#### Work to complete:
Repeat the records below verbatim and include no pictures.

#### Records:
*** Begin section ***

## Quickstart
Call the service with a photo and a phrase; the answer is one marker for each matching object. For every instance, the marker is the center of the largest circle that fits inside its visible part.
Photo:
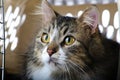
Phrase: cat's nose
(51, 52)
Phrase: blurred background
(21, 24)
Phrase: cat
(70, 48)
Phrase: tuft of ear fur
(91, 17)
(48, 12)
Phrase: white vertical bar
(118, 4)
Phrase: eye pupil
(45, 38)
(69, 40)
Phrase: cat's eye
(69, 40)
(45, 38)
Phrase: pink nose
(51, 52)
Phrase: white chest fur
(43, 73)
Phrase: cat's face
(61, 43)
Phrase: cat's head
(62, 40)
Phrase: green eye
(45, 38)
(69, 40)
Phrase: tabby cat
(69, 48)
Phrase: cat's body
(69, 48)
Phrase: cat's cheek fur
(45, 57)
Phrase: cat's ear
(48, 12)
(91, 17)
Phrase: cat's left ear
(48, 13)
(91, 17)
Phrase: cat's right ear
(48, 12)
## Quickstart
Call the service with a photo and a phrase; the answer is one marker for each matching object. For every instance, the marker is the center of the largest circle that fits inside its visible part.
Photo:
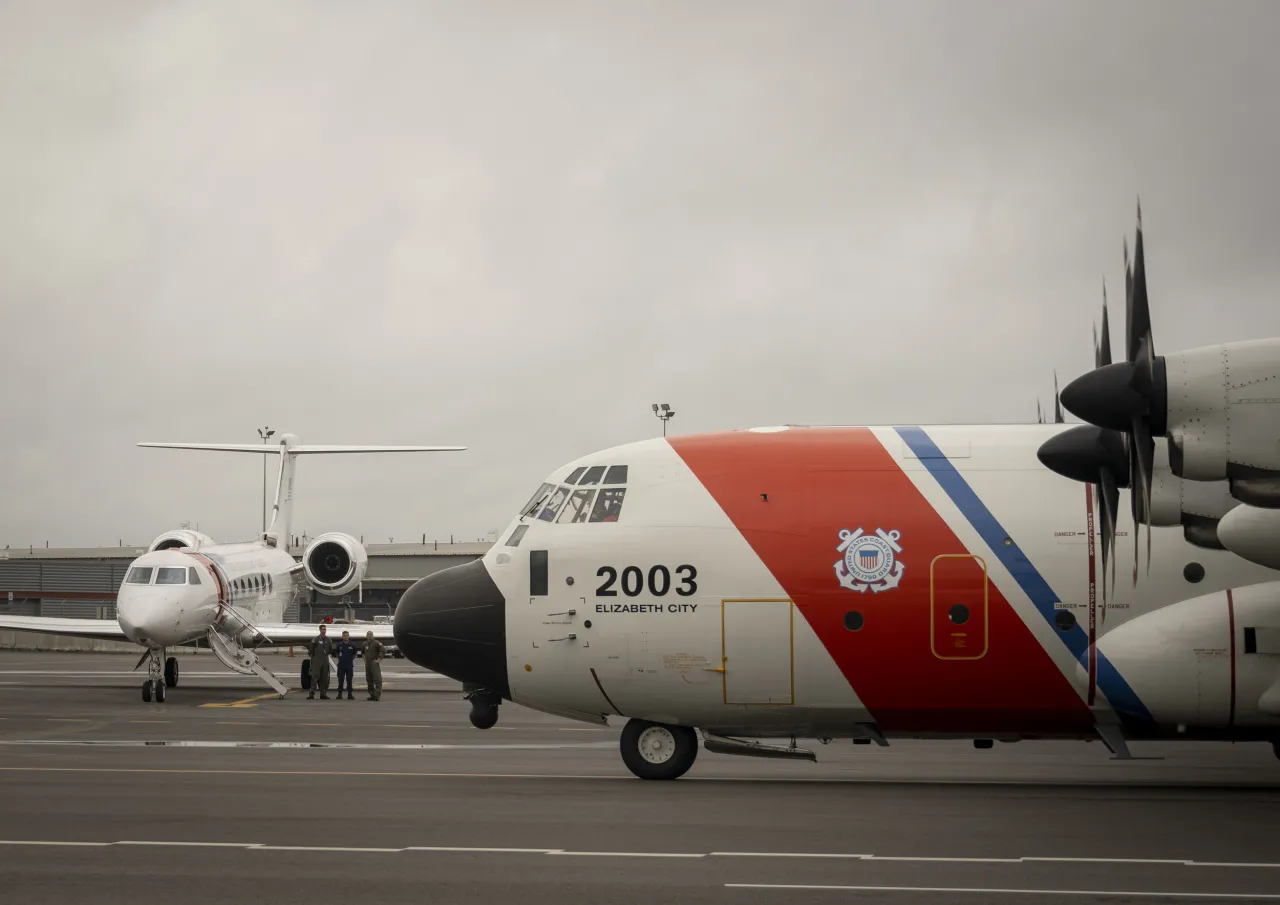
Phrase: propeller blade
(1110, 501)
(1102, 348)
(1139, 341)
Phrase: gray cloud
(515, 225)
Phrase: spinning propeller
(1129, 397)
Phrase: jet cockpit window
(579, 508)
(608, 504)
(170, 575)
(536, 499)
(553, 504)
(140, 575)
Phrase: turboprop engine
(181, 539)
(334, 563)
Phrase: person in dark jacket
(346, 664)
(319, 650)
(373, 653)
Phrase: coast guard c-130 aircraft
(187, 588)
(900, 581)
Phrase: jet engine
(179, 540)
(334, 563)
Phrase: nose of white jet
(160, 613)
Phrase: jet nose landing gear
(484, 708)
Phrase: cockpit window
(579, 508)
(536, 499)
(608, 504)
(553, 504)
(168, 575)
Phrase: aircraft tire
(658, 750)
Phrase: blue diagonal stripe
(1024, 572)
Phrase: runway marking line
(263, 846)
(1120, 894)
(250, 702)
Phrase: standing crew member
(346, 663)
(373, 652)
(320, 650)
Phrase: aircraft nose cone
(455, 622)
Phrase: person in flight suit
(373, 653)
(319, 650)
(346, 663)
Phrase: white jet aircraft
(187, 588)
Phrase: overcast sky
(515, 225)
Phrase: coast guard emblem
(869, 561)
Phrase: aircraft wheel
(658, 750)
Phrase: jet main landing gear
(658, 750)
(158, 672)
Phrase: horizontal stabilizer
(265, 449)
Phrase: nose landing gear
(158, 676)
(484, 708)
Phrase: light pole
(664, 415)
(265, 433)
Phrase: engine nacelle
(1252, 534)
(1197, 506)
(1182, 659)
(334, 563)
(182, 539)
(1221, 415)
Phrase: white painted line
(179, 845)
(462, 848)
(315, 848)
(1121, 894)
(626, 854)
(781, 854)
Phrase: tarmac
(227, 792)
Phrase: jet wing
(301, 632)
(108, 630)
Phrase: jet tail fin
(288, 448)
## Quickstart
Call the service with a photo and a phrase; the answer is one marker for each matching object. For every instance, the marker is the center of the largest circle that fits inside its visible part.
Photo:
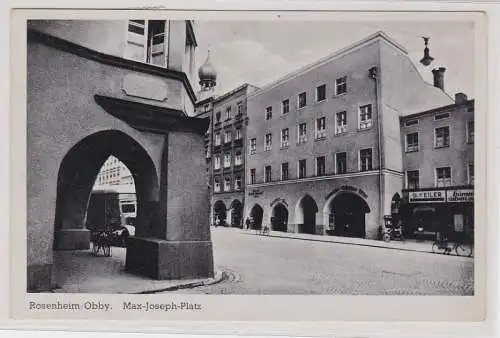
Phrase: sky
(260, 52)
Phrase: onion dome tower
(207, 75)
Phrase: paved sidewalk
(80, 271)
(407, 245)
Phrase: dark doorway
(220, 213)
(236, 214)
(256, 217)
(349, 212)
(279, 220)
(309, 209)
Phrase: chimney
(460, 98)
(439, 77)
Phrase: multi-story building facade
(325, 144)
(438, 162)
(122, 88)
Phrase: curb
(360, 244)
(218, 276)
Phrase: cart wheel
(435, 248)
(463, 250)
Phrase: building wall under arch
(320, 190)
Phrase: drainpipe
(374, 74)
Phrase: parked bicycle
(461, 249)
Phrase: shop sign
(461, 195)
(431, 196)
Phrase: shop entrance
(349, 213)
(279, 221)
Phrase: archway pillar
(177, 245)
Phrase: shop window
(412, 179)
(443, 177)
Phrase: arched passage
(236, 211)
(347, 214)
(77, 174)
(220, 213)
(279, 222)
(256, 215)
(305, 212)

*** End section ***

#### Solution below:
## Quickstart
Call the service with a photo and a phrase; the answer is one marker for each matching object. For every instance, the marker is the center of the largest circle that fits inside its visible part.
Photo:
Phrase: cat's nose
(51, 52)
Phrase: blurred background
(21, 24)
Phrase: cat
(70, 48)
Phrase: tuft of ear fur
(91, 17)
(48, 12)
Phrase: white vertical bar
(118, 4)
Phrase: eye pupil
(45, 38)
(69, 40)
Phrase: cat's eye
(69, 40)
(45, 38)
Phrase: pink nose
(51, 52)
Phrase: white chest fur
(43, 73)
Phrase: cat's face
(61, 43)
Phrase: cat's head
(62, 40)
Phrase: green eye
(45, 38)
(69, 40)
Phrase: tabby cat
(69, 48)
Phrase: cat's body
(69, 48)
Phrase: cat's cheek fur
(45, 57)
Phrase: cat's ear
(48, 12)
(91, 17)
Phrase: cat's left ear
(48, 13)
(91, 17)
Phrase: cat's right ear
(48, 12)
## Quickstart
Call the service with a photo and a phrase; the answer is one marker for each matching object. For every instance, the marker is the center of the largest circle that fits inside its visible part.
Photo:
Phrase: propeller blade
(1110, 501)
(1102, 348)
(1139, 341)
Phrase: gray cloud
(515, 225)
Phrase: spinning propeller
(1129, 397)
Phrase: jet cockpit window
(579, 508)
(608, 504)
(170, 575)
(536, 499)
(553, 504)
(140, 575)
Phrase: turboprop engine
(181, 539)
(334, 563)
Phrase: person in dark jacket
(346, 664)
(319, 650)
(373, 653)
Phrase: coast guard c-130 aircraft
(187, 588)
(900, 581)
Phrase: jet engine
(179, 540)
(334, 563)
Phrase: nose of white jet
(160, 613)
Phrase: jet nose landing gear
(484, 708)
Phrase: cockpit window
(579, 508)
(536, 499)
(608, 504)
(553, 504)
(168, 575)
Phrase: aircraft tire
(658, 750)
Phrase: blue diagonal stripe
(1024, 572)
Phrase: runway marking line
(263, 846)
(1120, 894)
(250, 702)
Phrase: standing crew member
(346, 663)
(373, 652)
(320, 650)
Phrase: aircraft nose cone
(455, 622)
Phrase: person in flight suit
(373, 653)
(319, 650)
(346, 663)
Phrase: white jet aircraft
(187, 588)
Phrase: overcast sky
(515, 225)
Phrase: coast guard emblem
(869, 561)
Phrase: aircraft wheel
(658, 750)
Phrase: jet main landing gear
(658, 750)
(158, 672)
Phrase: horizontal stabilizer
(265, 449)
Phrase: nose landing gear
(158, 676)
(484, 708)
Phrase: light pole
(664, 415)
(265, 433)
Phrase: engine nacelle
(1252, 534)
(1197, 506)
(1182, 659)
(334, 563)
(182, 539)
(1221, 415)
Phrase: white painted line
(179, 845)
(462, 848)
(315, 848)
(1121, 894)
(626, 854)
(781, 854)
Phrase: tarmac
(227, 792)
Phrase: jet wing
(301, 632)
(108, 630)
Phrase: jet tail fin
(288, 448)
## Quickstart
Call the service with a photo and a phrase; the answer is one marker for each matching object. For every instance, the marker is the center of the largest circle that fits inside its visible part.
Photo:
Phrase: sky
(260, 52)
Phrase: onion dome tower
(207, 75)
Phrase: paved sidewalk
(80, 271)
(407, 245)
Phrase: dark doorway
(220, 213)
(236, 214)
(256, 217)
(349, 212)
(279, 220)
(309, 209)
Phrase: chimney
(460, 98)
(439, 77)
Phrase: multi-story building facade
(325, 144)
(438, 162)
(122, 88)
Phrase: curb
(360, 244)
(218, 276)
Phrase: cart wheel
(435, 248)
(463, 250)
Phrase: building wall under arch
(320, 190)
Phrase: drainpipe
(374, 74)
Phrase: parked bicycle
(461, 249)
Phrase: shop sign
(461, 195)
(431, 196)
Phrase: shop entrance
(349, 213)
(279, 221)
Phrase: archway pillar
(177, 245)
Phrase: shop window
(412, 179)
(443, 177)
Phrase: arched passage
(236, 211)
(347, 214)
(77, 174)
(220, 213)
(279, 222)
(256, 215)
(305, 212)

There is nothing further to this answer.